* **Problem to work on**: In the passage on pandemic influenza preparedness, what usually mediates death associated with influenza A viruses?

* **Passage provided**:
%%
As long as the likelihood of protecting the population continues to rise with the passage of time, that likelihood becomes an increasingly important factor in predicting the loss of lives and the amount of economic dislocation that will ultimately occur. In light of human potential to develop herd immunity via vaccination in advance of a pandemic strain, the time that it allows us to do so before it evolves may become as crucial or more crucial to the measure of damage it causes than its own lethality and contagiousness.

Among the more attractive alternatives available for reducing mortality is vaccine stockpiling and prepandemic vaccination. "Human H5N1 vaccines are currently available and can induce heterotypic immunity. WHO and governments should give urgent consideration to the use of these vaccines for the priming of individuals or communities who would be at greatest risk of infection if an H5N1 influenza pandemic were to emerge." Death associated with influenza A viruses "is usually mediated by superinfection with bacteria, mainly Streptococcus pneumoniae.", suggesting that lethality may be reduced by vaccination against pneumonia.
%%
* **Data section**:
%%
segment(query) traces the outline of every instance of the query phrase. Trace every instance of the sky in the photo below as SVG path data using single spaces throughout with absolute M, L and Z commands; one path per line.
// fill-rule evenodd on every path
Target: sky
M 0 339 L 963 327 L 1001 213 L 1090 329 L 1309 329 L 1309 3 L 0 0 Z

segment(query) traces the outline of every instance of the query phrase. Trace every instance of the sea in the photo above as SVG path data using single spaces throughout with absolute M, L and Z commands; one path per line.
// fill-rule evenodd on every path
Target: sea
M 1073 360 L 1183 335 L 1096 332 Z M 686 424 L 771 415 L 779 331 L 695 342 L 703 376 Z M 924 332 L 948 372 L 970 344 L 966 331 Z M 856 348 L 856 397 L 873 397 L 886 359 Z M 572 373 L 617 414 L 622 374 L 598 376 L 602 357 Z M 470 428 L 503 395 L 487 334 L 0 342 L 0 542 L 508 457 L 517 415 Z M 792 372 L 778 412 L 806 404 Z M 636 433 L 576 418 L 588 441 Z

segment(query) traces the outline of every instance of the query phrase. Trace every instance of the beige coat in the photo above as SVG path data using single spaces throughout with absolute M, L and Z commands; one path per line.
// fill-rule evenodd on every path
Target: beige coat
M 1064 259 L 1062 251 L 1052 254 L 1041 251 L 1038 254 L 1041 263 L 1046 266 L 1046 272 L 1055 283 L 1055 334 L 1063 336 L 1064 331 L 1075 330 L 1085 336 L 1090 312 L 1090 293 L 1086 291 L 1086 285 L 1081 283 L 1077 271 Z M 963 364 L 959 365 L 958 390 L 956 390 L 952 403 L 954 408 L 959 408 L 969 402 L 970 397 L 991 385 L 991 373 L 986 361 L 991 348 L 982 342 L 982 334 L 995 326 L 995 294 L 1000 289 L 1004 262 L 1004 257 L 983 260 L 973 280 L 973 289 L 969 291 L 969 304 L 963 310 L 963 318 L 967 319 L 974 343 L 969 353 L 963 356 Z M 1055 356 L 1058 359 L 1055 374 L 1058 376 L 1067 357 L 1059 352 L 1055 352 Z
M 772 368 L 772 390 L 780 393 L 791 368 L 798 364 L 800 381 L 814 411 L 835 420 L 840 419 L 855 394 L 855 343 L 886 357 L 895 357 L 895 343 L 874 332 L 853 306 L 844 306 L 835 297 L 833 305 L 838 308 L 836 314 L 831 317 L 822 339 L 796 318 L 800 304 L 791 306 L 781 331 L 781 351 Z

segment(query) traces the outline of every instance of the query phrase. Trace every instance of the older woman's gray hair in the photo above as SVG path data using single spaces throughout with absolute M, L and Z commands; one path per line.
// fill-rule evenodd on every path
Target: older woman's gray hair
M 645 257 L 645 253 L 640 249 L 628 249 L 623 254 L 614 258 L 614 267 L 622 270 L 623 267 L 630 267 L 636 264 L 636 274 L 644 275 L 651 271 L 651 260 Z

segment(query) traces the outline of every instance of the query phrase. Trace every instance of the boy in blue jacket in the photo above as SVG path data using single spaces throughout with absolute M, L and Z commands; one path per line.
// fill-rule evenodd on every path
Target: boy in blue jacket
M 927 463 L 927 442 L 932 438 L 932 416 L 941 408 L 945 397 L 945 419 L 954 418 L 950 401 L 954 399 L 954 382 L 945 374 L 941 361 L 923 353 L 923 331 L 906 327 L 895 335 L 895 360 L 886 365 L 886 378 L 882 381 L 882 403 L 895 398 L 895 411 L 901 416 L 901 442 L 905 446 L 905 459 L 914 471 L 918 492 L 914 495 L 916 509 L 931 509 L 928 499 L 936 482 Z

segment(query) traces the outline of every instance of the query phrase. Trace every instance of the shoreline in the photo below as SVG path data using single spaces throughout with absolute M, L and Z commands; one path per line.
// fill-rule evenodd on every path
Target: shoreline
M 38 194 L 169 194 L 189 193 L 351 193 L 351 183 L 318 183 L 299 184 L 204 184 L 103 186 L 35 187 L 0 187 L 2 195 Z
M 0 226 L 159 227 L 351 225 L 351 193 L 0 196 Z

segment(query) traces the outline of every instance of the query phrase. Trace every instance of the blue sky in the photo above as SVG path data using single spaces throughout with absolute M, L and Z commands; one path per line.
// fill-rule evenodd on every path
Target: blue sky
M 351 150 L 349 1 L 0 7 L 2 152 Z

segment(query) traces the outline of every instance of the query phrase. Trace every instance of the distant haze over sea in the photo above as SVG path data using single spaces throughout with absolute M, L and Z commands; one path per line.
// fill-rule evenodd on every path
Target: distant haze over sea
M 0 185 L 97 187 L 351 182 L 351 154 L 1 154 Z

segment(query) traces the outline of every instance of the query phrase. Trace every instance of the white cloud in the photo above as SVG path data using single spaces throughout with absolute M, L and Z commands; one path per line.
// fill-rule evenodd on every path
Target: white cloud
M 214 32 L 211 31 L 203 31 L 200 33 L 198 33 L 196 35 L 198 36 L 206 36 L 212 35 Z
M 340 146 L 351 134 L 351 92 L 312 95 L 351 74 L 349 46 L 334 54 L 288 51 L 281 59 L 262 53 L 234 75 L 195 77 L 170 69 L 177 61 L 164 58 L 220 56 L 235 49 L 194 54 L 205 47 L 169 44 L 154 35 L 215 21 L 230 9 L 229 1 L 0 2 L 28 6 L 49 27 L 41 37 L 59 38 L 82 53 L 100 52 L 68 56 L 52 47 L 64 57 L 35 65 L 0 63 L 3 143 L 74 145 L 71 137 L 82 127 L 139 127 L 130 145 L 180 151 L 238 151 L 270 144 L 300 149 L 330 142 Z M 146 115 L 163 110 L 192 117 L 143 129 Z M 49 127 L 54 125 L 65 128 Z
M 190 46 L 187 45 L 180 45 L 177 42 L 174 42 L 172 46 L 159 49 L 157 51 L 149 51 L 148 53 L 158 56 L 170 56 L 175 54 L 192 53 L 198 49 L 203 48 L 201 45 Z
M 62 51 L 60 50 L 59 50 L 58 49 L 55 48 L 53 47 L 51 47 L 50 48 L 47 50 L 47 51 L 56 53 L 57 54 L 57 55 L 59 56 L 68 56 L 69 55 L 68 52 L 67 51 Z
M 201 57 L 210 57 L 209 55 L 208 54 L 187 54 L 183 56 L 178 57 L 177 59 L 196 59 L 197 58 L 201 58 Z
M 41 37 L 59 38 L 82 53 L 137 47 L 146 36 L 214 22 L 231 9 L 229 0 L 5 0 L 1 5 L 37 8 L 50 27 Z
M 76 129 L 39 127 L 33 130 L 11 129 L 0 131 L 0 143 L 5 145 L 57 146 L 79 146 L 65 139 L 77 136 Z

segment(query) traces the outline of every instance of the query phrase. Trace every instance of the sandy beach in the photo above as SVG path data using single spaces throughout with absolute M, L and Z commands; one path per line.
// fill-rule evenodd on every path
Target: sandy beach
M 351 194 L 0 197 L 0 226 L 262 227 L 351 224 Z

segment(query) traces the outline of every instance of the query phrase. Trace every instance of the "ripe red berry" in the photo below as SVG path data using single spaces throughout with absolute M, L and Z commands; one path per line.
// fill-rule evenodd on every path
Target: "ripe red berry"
%%
* **Answer to the problem**: Superinfection with bacteria, mainly Streptococcus pneumoniae.